Records to use ▸
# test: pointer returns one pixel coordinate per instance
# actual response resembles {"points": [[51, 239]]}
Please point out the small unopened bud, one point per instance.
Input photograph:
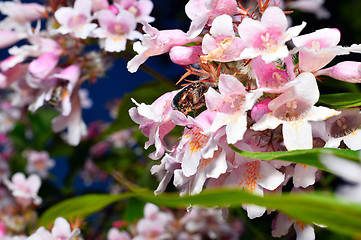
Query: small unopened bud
{"points": [[185, 55]]}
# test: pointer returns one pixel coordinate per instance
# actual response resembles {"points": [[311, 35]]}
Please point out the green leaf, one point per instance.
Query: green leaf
{"points": [[146, 93], [308, 157], [79, 207], [134, 210], [341, 100], [41, 126], [315, 207], [338, 215]]}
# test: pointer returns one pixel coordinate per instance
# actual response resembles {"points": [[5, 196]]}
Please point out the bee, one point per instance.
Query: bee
{"points": [[58, 94], [191, 97]]}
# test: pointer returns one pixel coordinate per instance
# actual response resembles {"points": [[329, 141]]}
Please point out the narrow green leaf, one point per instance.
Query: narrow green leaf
{"points": [[338, 215], [79, 207], [308, 157], [341, 100]]}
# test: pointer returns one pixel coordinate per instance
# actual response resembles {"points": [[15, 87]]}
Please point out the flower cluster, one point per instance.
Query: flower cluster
{"points": [[51, 68], [257, 91]]}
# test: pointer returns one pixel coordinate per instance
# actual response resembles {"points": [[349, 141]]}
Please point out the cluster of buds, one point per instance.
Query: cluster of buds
{"points": [[52, 67], [200, 223], [257, 90]]}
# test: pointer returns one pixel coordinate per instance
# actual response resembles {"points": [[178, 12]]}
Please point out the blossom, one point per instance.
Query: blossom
{"points": [[273, 77], [154, 121], [18, 14], [294, 109], [61, 230], [345, 127], [317, 49], [221, 44], [347, 71], [154, 43], [154, 224], [76, 20], [8, 38], [41, 67], [268, 36], [208, 168], [254, 176], [185, 55], [25, 190], [116, 29], [39, 162], [282, 223], [310, 6], [139, 8], [202, 12], [165, 171], [194, 145], [72, 122], [115, 234], [231, 106], [98, 5]]}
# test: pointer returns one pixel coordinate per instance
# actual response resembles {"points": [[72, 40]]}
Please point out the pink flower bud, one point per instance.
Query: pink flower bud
{"points": [[114, 9], [185, 55], [8, 38], [43, 65], [260, 109], [347, 71]]}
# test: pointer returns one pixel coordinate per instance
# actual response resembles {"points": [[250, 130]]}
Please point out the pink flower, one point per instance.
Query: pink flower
{"points": [[282, 223], [72, 122], [39, 162], [273, 77], [115, 234], [8, 38], [260, 109], [76, 20], [221, 44], [154, 121], [230, 106], [99, 5], [268, 36], [310, 6], [154, 43], [41, 67], [294, 109], [116, 29], [154, 224], [202, 12], [254, 176], [345, 127], [347, 71], [194, 144], [208, 168], [165, 171], [25, 190], [139, 8], [185, 55], [317, 49], [61, 230], [18, 14]]}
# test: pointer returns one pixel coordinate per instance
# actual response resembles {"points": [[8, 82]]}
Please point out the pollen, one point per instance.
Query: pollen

Problem requirements ▸ Scan the data above. Return every line with "pollen" in it.

Output of the task ▸
Please point out the pollen, one point per instance.
Query: pollen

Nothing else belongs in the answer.